● Task goal
Write the data out again, word for word.

*** Opening The input ***

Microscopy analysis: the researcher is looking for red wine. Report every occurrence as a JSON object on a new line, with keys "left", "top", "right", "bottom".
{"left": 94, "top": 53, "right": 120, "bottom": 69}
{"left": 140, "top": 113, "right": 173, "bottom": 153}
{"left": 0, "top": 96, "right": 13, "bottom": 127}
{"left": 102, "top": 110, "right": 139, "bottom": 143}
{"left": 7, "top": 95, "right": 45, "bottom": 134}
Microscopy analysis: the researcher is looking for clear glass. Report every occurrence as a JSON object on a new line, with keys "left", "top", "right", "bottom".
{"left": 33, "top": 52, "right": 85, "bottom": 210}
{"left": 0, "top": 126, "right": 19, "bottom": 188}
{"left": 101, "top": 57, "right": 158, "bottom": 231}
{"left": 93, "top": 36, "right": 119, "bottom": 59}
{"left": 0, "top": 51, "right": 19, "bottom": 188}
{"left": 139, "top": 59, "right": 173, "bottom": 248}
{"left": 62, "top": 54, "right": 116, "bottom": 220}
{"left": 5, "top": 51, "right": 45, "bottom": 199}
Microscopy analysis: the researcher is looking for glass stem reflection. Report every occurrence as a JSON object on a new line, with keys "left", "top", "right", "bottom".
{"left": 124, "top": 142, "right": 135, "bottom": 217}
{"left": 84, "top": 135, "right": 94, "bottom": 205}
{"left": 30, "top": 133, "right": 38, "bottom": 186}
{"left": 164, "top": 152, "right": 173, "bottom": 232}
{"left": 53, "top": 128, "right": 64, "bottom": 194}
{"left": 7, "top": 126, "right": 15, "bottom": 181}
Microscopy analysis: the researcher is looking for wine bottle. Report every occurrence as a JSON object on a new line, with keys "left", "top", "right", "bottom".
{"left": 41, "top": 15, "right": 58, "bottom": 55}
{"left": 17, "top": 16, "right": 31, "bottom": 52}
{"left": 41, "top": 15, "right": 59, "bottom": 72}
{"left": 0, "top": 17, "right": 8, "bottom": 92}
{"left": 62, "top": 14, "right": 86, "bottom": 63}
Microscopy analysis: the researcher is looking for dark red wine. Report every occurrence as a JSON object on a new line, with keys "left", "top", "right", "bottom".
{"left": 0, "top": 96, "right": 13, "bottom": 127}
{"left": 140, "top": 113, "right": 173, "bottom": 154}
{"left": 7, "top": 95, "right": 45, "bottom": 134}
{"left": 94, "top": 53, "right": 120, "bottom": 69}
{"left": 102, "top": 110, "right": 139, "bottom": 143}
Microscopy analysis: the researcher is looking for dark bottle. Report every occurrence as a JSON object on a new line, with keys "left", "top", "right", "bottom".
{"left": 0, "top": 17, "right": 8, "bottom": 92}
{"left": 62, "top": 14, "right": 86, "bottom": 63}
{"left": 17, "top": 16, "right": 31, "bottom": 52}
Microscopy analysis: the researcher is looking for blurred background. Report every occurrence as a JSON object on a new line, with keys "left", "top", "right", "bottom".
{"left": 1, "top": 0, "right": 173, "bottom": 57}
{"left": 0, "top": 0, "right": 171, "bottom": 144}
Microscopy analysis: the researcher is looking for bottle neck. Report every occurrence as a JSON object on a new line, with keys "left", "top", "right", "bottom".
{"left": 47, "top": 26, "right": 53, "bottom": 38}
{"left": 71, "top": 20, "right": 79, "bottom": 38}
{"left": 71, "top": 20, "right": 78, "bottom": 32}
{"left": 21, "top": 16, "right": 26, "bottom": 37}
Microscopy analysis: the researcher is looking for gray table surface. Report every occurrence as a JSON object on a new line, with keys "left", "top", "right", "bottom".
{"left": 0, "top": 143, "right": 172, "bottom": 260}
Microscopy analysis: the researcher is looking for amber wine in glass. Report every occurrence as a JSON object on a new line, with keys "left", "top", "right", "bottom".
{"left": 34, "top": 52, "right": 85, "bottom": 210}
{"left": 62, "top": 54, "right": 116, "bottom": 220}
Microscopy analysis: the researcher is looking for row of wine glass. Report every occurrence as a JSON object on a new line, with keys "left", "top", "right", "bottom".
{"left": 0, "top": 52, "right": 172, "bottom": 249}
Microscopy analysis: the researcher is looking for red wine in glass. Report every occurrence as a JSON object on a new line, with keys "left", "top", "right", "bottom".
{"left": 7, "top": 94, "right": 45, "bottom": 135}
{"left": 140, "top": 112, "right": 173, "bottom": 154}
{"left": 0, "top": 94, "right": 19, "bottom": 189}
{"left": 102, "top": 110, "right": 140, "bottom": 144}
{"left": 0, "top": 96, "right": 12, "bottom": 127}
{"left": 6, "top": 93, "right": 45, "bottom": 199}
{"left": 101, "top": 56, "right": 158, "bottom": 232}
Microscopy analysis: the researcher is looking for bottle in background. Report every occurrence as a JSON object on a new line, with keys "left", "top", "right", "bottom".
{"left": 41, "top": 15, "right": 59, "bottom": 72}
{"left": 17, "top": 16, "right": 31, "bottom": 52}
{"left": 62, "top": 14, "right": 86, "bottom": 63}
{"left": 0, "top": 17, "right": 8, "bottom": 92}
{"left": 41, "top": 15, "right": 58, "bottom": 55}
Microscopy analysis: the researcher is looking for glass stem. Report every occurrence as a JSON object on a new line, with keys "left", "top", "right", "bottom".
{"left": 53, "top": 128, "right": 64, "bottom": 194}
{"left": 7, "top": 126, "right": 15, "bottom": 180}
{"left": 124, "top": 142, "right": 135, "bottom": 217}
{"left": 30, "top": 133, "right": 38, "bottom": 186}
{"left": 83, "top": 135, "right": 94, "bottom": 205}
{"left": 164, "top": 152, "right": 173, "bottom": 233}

*** Closing The input ***

● Answer section
Microscopy analysis: the researcher is looking for red wine. Report every occurrence as a JSON object on a new line, with keys "left", "top", "right", "bottom".
{"left": 94, "top": 53, "right": 120, "bottom": 69}
{"left": 140, "top": 113, "right": 173, "bottom": 153}
{"left": 0, "top": 96, "right": 13, "bottom": 127}
{"left": 102, "top": 110, "right": 139, "bottom": 143}
{"left": 7, "top": 95, "right": 45, "bottom": 134}
Microscopy analysis: the researcher is looking for clear glass. Report every occurrence as a JSON object on a new line, with keys "left", "top", "right", "bottom".
{"left": 33, "top": 52, "right": 85, "bottom": 210}
{"left": 0, "top": 126, "right": 19, "bottom": 188}
{"left": 101, "top": 57, "right": 158, "bottom": 231}
{"left": 93, "top": 36, "right": 119, "bottom": 59}
{"left": 0, "top": 51, "right": 19, "bottom": 188}
{"left": 139, "top": 59, "right": 173, "bottom": 248}
{"left": 62, "top": 54, "right": 116, "bottom": 220}
{"left": 5, "top": 51, "right": 45, "bottom": 199}
Microscopy analysis: the researcher is looking for glass stem reflection. Report every occurrence as a JSON object on a new line, with keys "left", "top", "right", "bottom".
{"left": 124, "top": 142, "right": 135, "bottom": 217}
{"left": 84, "top": 135, "right": 94, "bottom": 205}
{"left": 30, "top": 133, "right": 38, "bottom": 186}
{"left": 164, "top": 152, "right": 173, "bottom": 232}
{"left": 53, "top": 128, "right": 64, "bottom": 194}
{"left": 7, "top": 126, "right": 15, "bottom": 181}
Microscopy analysis: the researcher is looking for wine bottle. Report every occurrence as a JSON object on a new line, with keys "left", "top", "right", "bottom".
{"left": 41, "top": 15, "right": 58, "bottom": 55}
{"left": 17, "top": 16, "right": 31, "bottom": 52}
{"left": 41, "top": 15, "right": 59, "bottom": 72}
{"left": 0, "top": 17, "right": 8, "bottom": 92}
{"left": 62, "top": 14, "right": 86, "bottom": 63}
Microscopy analysis: the researcher is looking for dark red wine. Report every occurrence as a JSON object on a new line, with keys "left", "top", "right", "bottom".
{"left": 0, "top": 96, "right": 13, "bottom": 127}
{"left": 140, "top": 113, "right": 173, "bottom": 154}
{"left": 7, "top": 95, "right": 45, "bottom": 134}
{"left": 94, "top": 53, "right": 120, "bottom": 69}
{"left": 102, "top": 110, "right": 139, "bottom": 143}
Microscopy analysis: the researcher is looking for dark bottle. Report every occurrence as a JSON object on a new line, with keys "left", "top", "right", "bottom".
{"left": 0, "top": 17, "right": 8, "bottom": 92}
{"left": 62, "top": 14, "right": 86, "bottom": 63}
{"left": 17, "top": 16, "right": 31, "bottom": 52}
Microscopy analysis: the researcher is looking for blurred background. Report every occurrence as a JSON object on a new line, with keys "left", "top", "right", "bottom".
{"left": 1, "top": 0, "right": 173, "bottom": 57}
{"left": 0, "top": 0, "right": 171, "bottom": 144}
Microscopy analysis: the researcher is looking for bottle neck. Report every occurrence as a JSON object on a new line, with keys "left", "top", "right", "bottom".
{"left": 47, "top": 26, "right": 53, "bottom": 38}
{"left": 71, "top": 20, "right": 79, "bottom": 38}
{"left": 71, "top": 20, "right": 78, "bottom": 32}
{"left": 21, "top": 16, "right": 26, "bottom": 37}
Microscopy analysis: the researcher is looking for gray table surface. Report every occurrence as a JSON object on a new line, with keys "left", "top", "right", "bottom".
{"left": 0, "top": 143, "right": 172, "bottom": 260}
Microscopy analysis: the researcher is looking for amber wine in glass. Report every occurrence as a JSON object on a new line, with keys "left", "top", "right", "bottom".
{"left": 34, "top": 52, "right": 85, "bottom": 210}
{"left": 62, "top": 54, "right": 116, "bottom": 220}
Microscopy analysis: the researcher is looking for row of wine glass. Report every occurrence as a JSON object on a new line, with keys "left", "top", "right", "bottom".
{"left": 0, "top": 52, "right": 172, "bottom": 249}
Microscopy analysis: the researcher is looking for red wine in glass. Report every occurrence as a JSON object on a new line, with keys "left", "top", "right", "bottom".
{"left": 7, "top": 94, "right": 45, "bottom": 135}
{"left": 140, "top": 112, "right": 173, "bottom": 154}
{"left": 0, "top": 94, "right": 19, "bottom": 189}
{"left": 102, "top": 110, "right": 140, "bottom": 144}
{"left": 0, "top": 96, "right": 12, "bottom": 127}
{"left": 6, "top": 93, "right": 45, "bottom": 199}
{"left": 101, "top": 56, "right": 158, "bottom": 232}
Microscopy analysis: the researcher is looking for bottle in background. Report every occurrence as a JSON object on a new line, with keys "left", "top", "right", "bottom".
{"left": 41, "top": 15, "right": 59, "bottom": 72}
{"left": 17, "top": 16, "right": 31, "bottom": 52}
{"left": 62, "top": 14, "right": 86, "bottom": 63}
{"left": 0, "top": 17, "right": 8, "bottom": 92}
{"left": 41, "top": 15, "right": 58, "bottom": 55}
Microscopy analysis: the researcher is looking for glass stem. Report every occurrence as a JSON object on a new line, with keys "left", "top", "right", "bottom".
{"left": 53, "top": 128, "right": 64, "bottom": 194}
{"left": 7, "top": 126, "right": 15, "bottom": 180}
{"left": 124, "top": 142, "right": 135, "bottom": 217}
{"left": 30, "top": 133, "right": 38, "bottom": 186}
{"left": 83, "top": 135, "right": 94, "bottom": 205}
{"left": 164, "top": 152, "right": 173, "bottom": 233}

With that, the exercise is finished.